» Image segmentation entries

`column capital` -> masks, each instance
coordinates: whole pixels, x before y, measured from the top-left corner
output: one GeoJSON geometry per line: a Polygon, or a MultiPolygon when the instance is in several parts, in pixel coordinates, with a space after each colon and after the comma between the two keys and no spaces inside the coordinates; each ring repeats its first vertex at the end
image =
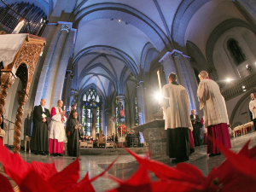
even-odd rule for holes
{"type": "Polygon", "coordinates": [[[67,32],[69,32],[69,31],[70,31],[71,28],[72,28],[72,23],[71,23],[71,22],[61,22],[61,21],[60,21],[60,22],[58,22],[58,24],[62,25],[62,26],[61,26],[61,32],[63,31],[63,30],[65,30],[65,31],[67,31],[67,32]]]}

» Set problem
Transcribe these lines verbatim, omitting the pictures from your answer.

» Response to this task
`column capital` -> masks, each instance
coordinates: whole pixels, x before y, measured from the top-left corner
output: one GeoJSON geometry per line: a Polygon, or a MultiPolygon when the instance is in several parts, in pixel coordinates, with a space after each colon and after the comma between the two keys and no spaces inside the coordinates; each ring repeats its first vertex at the end
image =
even-odd rule for holes
{"type": "Polygon", "coordinates": [[[67,32],[69,32],[69,31],[70,31],[71,28],[72,28],[72,23],[71,23],[71,22],[61,22],[61,21],[60,21],[60,22],[58,22],[58,24],[62,25],[62,26],[61,26],[61,32],[63,31],[63,30],[65,30],[65,31],[67,31],[67,32]]]}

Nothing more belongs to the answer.